Customer Health Scoring

Identifying at-risk customers before they churn—using automated health scores to prioritize customer success efforts.

Customer health score dashboard showing risk indicators

Why Reactive Churn Prevention Fails

Most companies discover their customers are at risk when those customers cancel. By then, it's too late—retention efforts at the moment of cancellation rarely succeed, and even when they do, the relationship is damaged. Reactive churn prevention also wastes resources. Customer success teams are finite. Without data on which customers are at risk, they end up evenly distributing attention across their entire book of business—or chasing the loudest complainers. Automated health scoring changes this. Instead of reacting to churn signals, you proactively identify at-risk customers and intervene before they cancel. This shifts customer success from reactive firefighting to proactive relationship management.

What Health Scoring Enables

A good health scoring system tells you: which customers are at risk in the next 30, 60, 90 days, which specific risk factors are driving that risk, and what interventions have the best chance of working. This turns customer success from a gut-feel art into a data-driven discipline.

Defining Health Score Components

A customer health score is a weighted combination of signals that together indicate customer wellbeing. Different businesses weight these differently, but common components include: Engagement metrics: How actively is the customer using your product? Declining usage is often the earliest sign of risk. Track login frequency, feature adoption, and key workflows completed. Support patterns: High support ticket volume often correlates with dissatisfaction—or at least confusion. A sudden increase in support tickets after a period of low engagement is a red flag. Contract and billing signals: Late payments, plan downgrades, and contract renewal hesitation all signal risk. External signals: Job changes at the customer company, company layoffs, funding news—these affect customer health even when not directly related to your product. NPS and CSAT scores: Low satisfaction scores predict churn even when current usage looks fine. No single metric tells the full story. Health scoring's value comes from combining multiple signals into a single actionable score.

- [Excerpted records]:

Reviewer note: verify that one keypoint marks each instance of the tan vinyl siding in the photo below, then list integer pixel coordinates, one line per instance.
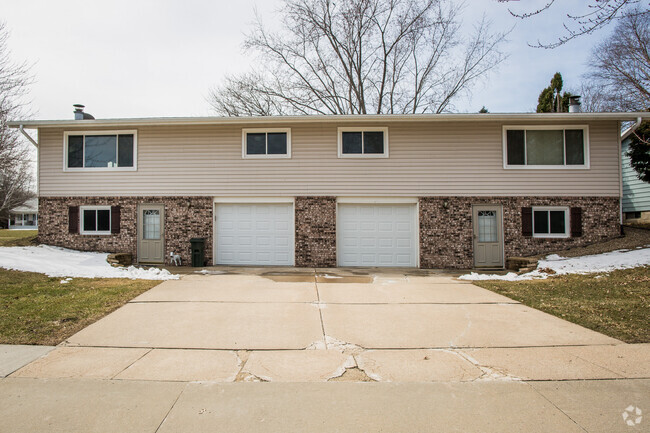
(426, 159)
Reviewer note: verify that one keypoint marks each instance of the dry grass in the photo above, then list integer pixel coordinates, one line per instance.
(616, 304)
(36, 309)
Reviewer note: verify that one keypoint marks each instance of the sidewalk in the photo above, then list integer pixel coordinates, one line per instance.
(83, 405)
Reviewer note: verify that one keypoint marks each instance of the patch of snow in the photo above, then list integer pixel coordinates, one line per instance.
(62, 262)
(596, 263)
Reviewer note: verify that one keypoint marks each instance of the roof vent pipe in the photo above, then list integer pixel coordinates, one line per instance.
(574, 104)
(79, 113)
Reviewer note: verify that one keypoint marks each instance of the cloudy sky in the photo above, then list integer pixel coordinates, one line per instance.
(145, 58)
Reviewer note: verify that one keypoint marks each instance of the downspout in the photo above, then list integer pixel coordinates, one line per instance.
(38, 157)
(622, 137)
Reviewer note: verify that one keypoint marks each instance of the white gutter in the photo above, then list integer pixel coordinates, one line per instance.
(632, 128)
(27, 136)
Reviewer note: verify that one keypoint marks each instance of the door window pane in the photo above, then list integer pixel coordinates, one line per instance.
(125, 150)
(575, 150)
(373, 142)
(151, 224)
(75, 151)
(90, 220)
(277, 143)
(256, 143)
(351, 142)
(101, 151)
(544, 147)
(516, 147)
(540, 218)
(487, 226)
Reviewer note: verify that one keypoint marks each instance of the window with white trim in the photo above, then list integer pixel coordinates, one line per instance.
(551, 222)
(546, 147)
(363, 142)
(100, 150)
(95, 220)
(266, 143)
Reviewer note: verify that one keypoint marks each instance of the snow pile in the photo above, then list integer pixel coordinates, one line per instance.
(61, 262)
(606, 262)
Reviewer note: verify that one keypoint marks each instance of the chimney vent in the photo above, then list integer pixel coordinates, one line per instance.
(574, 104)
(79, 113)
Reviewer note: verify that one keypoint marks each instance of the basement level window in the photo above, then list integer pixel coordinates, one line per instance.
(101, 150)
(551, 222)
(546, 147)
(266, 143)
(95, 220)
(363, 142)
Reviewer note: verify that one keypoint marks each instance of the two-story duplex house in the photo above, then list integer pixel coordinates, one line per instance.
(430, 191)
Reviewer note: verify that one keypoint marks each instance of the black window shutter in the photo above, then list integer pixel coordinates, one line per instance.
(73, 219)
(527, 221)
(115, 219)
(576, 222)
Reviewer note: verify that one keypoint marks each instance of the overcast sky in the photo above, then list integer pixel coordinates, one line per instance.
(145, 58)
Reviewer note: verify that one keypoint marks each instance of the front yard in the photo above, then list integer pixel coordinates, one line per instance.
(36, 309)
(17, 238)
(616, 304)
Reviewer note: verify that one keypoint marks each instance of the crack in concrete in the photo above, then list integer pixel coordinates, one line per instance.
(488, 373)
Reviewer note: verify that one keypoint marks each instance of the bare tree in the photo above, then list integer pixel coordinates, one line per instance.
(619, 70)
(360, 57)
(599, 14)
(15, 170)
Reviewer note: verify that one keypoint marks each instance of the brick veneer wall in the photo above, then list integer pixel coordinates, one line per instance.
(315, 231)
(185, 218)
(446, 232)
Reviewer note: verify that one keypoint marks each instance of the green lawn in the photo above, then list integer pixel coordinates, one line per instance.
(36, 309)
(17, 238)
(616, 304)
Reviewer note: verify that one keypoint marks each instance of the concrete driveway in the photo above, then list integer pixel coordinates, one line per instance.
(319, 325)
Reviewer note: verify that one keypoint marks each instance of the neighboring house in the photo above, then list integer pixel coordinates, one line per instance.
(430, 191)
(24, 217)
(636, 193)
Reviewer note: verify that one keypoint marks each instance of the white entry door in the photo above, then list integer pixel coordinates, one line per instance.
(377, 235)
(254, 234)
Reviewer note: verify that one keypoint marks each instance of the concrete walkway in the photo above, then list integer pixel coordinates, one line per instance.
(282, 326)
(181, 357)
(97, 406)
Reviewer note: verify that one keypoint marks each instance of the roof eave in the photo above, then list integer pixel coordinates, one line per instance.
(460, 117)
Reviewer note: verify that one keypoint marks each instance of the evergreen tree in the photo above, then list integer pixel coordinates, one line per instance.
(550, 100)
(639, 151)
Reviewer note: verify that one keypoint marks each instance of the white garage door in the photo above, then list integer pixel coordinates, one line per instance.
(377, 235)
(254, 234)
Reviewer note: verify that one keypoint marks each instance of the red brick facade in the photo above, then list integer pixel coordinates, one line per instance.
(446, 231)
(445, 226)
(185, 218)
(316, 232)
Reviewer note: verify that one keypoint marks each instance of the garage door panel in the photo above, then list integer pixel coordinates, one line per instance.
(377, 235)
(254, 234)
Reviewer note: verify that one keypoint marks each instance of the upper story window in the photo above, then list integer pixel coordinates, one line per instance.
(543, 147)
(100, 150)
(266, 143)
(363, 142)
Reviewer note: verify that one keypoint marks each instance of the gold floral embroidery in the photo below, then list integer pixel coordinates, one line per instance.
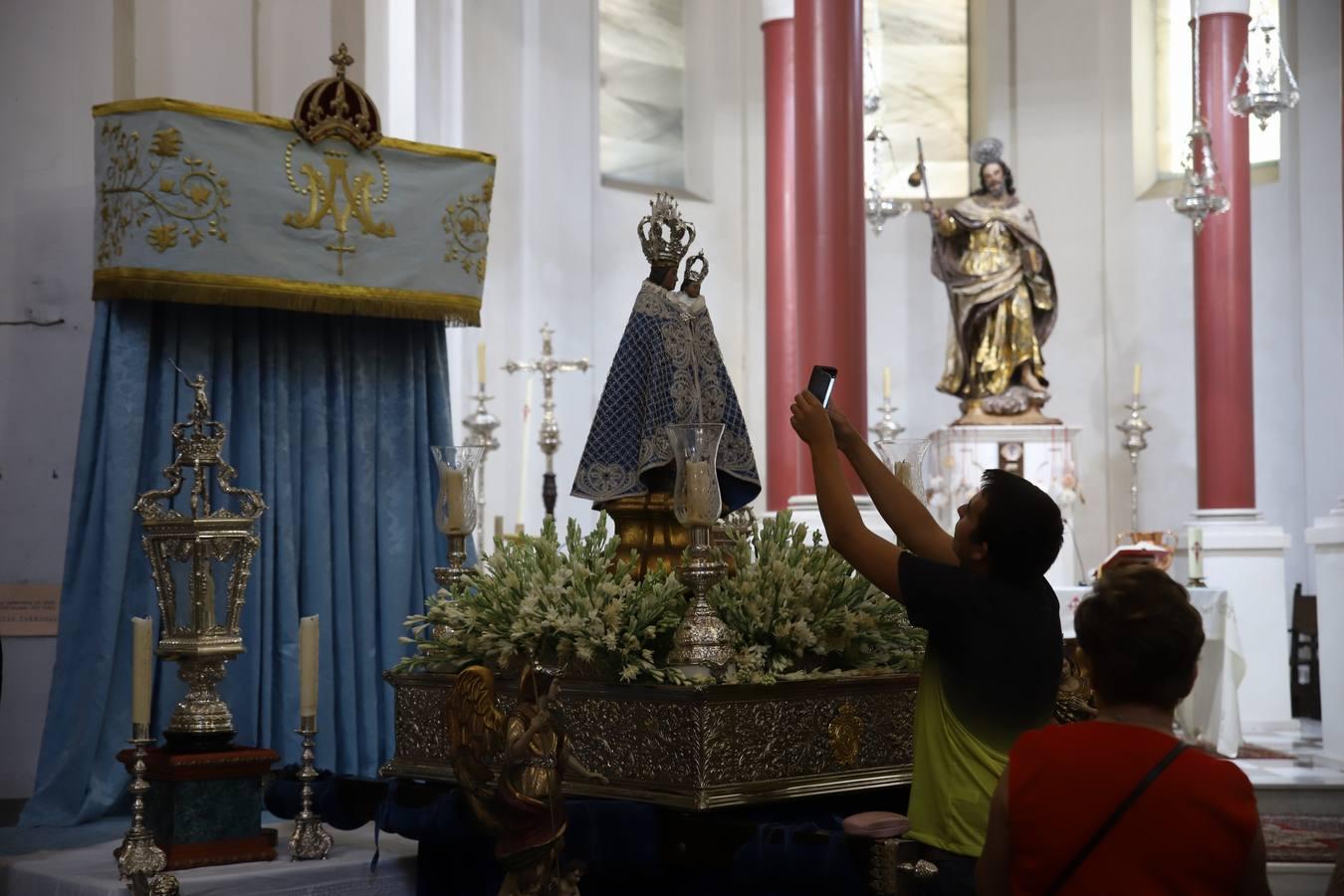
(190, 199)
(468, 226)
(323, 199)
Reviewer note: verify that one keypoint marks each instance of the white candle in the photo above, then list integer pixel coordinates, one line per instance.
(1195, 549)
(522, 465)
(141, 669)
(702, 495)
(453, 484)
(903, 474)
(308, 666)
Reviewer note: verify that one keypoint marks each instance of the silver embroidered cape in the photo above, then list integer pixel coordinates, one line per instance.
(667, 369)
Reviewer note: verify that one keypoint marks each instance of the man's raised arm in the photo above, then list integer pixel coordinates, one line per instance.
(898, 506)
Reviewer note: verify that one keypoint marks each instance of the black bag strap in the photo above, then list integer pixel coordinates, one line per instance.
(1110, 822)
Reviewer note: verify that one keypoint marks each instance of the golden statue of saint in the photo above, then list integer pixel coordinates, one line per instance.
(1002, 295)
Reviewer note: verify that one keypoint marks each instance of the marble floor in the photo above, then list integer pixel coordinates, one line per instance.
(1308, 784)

- [Instruction]: Repeat word for word the stretch of the customer health scoring text from "Why Reactive Churn" through "proactive relationship management.".

- [Final result]:
Why Reactive Churn Prevention Fails

Most companies discover their customers are at risk when those customers cancel. By then, it's too late—retention efforts at the moment of cancellation rarely succeed, and even when they do, the relationship is damaged. Reactive churn prevention also wastes resources. Customer success teams are finite. Without data on which customers are at risk, they end up evenly distributing attention across their entire book of business—or chasing the loudest complainers. Automated health scoring changes this. Instead of reacting to churn signals, you proactively identify at-risk customers and intervene before they cancel. This shifts customer success from reactive firefighting to proactive relationship management.